§ Input rows:

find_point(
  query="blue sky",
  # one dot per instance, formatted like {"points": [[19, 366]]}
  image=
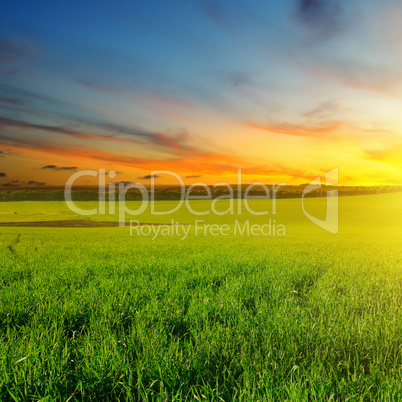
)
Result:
{"points": [[283, 89]]}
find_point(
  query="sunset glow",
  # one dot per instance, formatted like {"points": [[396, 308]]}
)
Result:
{"points": [[284, 90]]}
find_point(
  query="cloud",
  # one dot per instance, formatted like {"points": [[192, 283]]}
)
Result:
{"points": [[299, 130], [12, 51], [19, 183], [324, 17], [174, 142], [54, 167], [36, 183], [149, 177], [13, 183]]}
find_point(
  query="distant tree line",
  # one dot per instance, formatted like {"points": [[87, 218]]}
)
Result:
{"points": [[175, 194]]}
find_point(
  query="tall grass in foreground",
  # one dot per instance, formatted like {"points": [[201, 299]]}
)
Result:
{"points": [[93, 314]]}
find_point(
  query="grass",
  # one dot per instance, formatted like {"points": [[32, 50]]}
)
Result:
{"points": [[97, 314]]}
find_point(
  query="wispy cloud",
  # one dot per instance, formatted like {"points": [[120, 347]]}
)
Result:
{"points": [[11, 50], [54, 167], [149, 177]]}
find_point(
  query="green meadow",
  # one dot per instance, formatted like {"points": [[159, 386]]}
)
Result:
{"points": [[108, 313]]}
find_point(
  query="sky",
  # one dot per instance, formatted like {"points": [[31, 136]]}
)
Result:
{"points": [[286, 90]]}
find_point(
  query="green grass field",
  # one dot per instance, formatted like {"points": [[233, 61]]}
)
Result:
{"points": [[97, 314]]}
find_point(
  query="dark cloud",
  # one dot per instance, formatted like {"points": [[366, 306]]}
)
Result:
{"points": [[54, 167], [114, 132], [13, 183], [149, 177], [36, 183], [322, 16]]}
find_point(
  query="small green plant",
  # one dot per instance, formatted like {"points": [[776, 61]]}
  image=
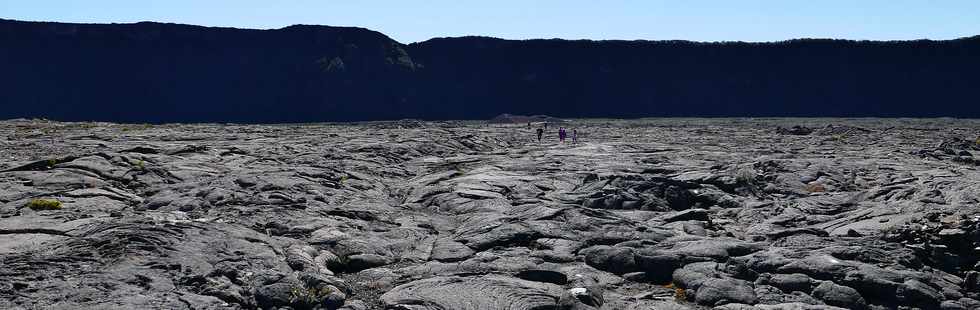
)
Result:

§ Set exercise: Give the entries again without a single change, but with no pictures.

§ Exercise response:
find_point(
  query="blue sky",
  # one dot per instance, formatted like {"points": [[19, 366]]}
  image=
)
Result:
{"points": [[283, 89]]}
find_point(
  query="sunset glow",
  # one dot per instance, formatted like {"points": [[396, 308]]}
)
Result:
{"points": [[284, 90]]}
find_point(
  query="cloud",
  # one dot per instance, formatted like {"points": [[192, 283]]}
)
Result:
{"points": [[299, 130], [12, 51], [19, 183], [324, 17], [174, 142], [54, 167], [36, 183], [149, 177], [13, 183]]}
find_point(
  query="distant tree line",
  # one dot per instance, formatted like {"points": [[87, 218]]}
)
Result:
{"points": [[175, 194]]}
find_point(
  query="tall grass in foreground",
  # one dot per instance, formatted like {"points": [[201, 299]]}
)
Result:
{"points": [[93, 314]]}
find_point(
  query="grass",
  # one dot per instance, formatted like {"points": [[32, 50]]}
)
Result:
{"points": [[97, 314]]}
find_point(
  query="wispy cloud",
  # one dot per instance, formatted like {"points": [[120, 347]]}
)
Result:
{"points": [[11, 50], [54, 167], [149, 177]]}
find_point(
  query="green meadow",
  # one dot per instance, formatted like {"points": [[159, 386]]}
)
Result:
{"points": [[108, 313]]}
find_point(
  query="sky",
  # one dot per instance, formatted like {"points": [[31, 136]]}
)
Result:
{"points": [[286, 90]]}
find_point(
  query="green grass field",
  # one dot per instance, formatted like {"points": [[233, 61]]}
)
Result:
{"points": [[97, 314]]}
find_point(
  query="dark cloud",
  # one dot per instance, formatted like {"points": [[366, 306]]}
)
Result:
{"points": [[54, 167], [114, 132], [13, 183], [149, 177], [36, 183], [322, 16]]}
find_point(
  query="small green plant",
  # one dot per instance, formatted like {"points": [[776, 61]]}
  image=
)
Result:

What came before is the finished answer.